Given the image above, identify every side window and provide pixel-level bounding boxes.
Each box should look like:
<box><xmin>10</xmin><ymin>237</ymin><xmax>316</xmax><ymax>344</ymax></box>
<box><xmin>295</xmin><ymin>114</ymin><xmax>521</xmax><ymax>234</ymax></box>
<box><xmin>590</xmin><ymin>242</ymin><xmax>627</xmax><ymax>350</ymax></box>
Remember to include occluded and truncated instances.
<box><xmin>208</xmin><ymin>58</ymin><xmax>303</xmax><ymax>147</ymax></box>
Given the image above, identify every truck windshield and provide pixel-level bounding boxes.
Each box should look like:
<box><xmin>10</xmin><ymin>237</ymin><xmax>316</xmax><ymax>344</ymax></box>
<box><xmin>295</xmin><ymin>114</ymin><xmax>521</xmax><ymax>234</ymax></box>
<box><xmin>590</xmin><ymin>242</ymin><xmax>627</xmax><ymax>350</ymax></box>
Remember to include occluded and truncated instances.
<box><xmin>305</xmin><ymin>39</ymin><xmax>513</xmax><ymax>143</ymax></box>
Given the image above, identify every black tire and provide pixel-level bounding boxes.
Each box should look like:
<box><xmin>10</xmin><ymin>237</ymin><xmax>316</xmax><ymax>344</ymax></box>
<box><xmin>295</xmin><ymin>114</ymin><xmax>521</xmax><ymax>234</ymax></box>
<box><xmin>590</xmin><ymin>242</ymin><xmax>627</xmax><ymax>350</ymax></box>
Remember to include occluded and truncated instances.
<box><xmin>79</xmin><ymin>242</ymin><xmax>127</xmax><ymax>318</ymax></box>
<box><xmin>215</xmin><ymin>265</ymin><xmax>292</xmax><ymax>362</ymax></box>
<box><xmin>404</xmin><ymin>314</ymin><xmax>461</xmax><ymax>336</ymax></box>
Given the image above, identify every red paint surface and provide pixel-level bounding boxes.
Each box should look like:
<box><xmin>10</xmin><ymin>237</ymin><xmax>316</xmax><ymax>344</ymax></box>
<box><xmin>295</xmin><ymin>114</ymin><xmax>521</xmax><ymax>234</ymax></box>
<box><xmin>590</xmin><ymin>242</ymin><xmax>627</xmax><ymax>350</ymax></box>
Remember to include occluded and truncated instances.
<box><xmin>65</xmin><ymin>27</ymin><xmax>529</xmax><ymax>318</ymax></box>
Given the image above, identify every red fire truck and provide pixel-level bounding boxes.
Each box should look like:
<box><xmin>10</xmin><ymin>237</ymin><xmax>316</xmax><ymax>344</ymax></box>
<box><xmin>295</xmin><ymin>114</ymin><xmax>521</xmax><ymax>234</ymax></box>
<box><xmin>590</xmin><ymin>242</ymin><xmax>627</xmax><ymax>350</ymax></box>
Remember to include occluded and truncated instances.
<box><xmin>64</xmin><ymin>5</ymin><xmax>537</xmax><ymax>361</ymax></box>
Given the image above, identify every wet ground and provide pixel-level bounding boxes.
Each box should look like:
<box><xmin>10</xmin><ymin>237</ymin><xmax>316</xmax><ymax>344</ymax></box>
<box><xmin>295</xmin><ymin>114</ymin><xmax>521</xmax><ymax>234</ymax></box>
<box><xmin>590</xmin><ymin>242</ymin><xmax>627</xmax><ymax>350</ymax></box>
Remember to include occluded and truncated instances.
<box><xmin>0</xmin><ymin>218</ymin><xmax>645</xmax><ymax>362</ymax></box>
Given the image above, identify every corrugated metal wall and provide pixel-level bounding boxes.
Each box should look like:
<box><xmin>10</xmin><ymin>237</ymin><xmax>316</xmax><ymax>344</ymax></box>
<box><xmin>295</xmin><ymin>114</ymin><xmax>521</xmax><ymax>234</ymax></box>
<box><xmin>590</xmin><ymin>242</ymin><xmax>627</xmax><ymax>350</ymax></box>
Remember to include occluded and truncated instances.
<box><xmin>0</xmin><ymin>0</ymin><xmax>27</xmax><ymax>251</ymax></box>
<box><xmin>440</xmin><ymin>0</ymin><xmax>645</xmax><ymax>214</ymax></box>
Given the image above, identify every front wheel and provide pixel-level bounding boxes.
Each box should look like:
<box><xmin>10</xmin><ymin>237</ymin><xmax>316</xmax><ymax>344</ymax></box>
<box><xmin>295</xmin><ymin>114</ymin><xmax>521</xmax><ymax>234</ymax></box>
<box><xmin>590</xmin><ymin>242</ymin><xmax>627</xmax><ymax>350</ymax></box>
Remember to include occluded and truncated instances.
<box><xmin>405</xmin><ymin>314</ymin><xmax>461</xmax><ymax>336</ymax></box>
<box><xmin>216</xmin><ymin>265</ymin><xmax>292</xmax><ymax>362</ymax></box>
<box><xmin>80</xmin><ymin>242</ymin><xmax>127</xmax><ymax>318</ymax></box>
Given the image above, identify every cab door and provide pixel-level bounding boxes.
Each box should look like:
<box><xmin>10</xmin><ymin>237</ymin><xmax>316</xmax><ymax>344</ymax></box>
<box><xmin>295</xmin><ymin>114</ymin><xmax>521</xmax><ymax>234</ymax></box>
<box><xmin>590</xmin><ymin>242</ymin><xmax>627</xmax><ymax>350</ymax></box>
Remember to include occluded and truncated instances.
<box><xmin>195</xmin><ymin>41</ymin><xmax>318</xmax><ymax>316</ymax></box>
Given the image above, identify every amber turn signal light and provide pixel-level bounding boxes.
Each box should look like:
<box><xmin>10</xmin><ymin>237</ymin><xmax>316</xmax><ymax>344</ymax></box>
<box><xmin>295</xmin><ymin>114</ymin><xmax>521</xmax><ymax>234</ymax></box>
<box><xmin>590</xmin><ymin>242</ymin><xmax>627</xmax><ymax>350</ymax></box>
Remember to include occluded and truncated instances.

★ ★ ★ ★ ★

Rewrite the entries from the line that has "Given the image above, identify every amber" through the end, changing "occluded" to "hidden" and leaving everything else unchanged.

**Exercise output:**
Given the image above, identify every amber turn signal light and provide pixel-level bounding boxes.
Each box should look like:
<box><xmin>10</xmin><ymin>237</ymin><xmax>316</xmax><ymax>344</ymax></box>
<box><xmin>295</xmin><ymin>114</ymin><xmax>521</xmax><ymax>234</ymax></box>
<box><xmin>590</xmin><ymin>242</ymin><xmax>627</xmax><ymax>350</ymax></box>
Remember to include hidden and truncated instances.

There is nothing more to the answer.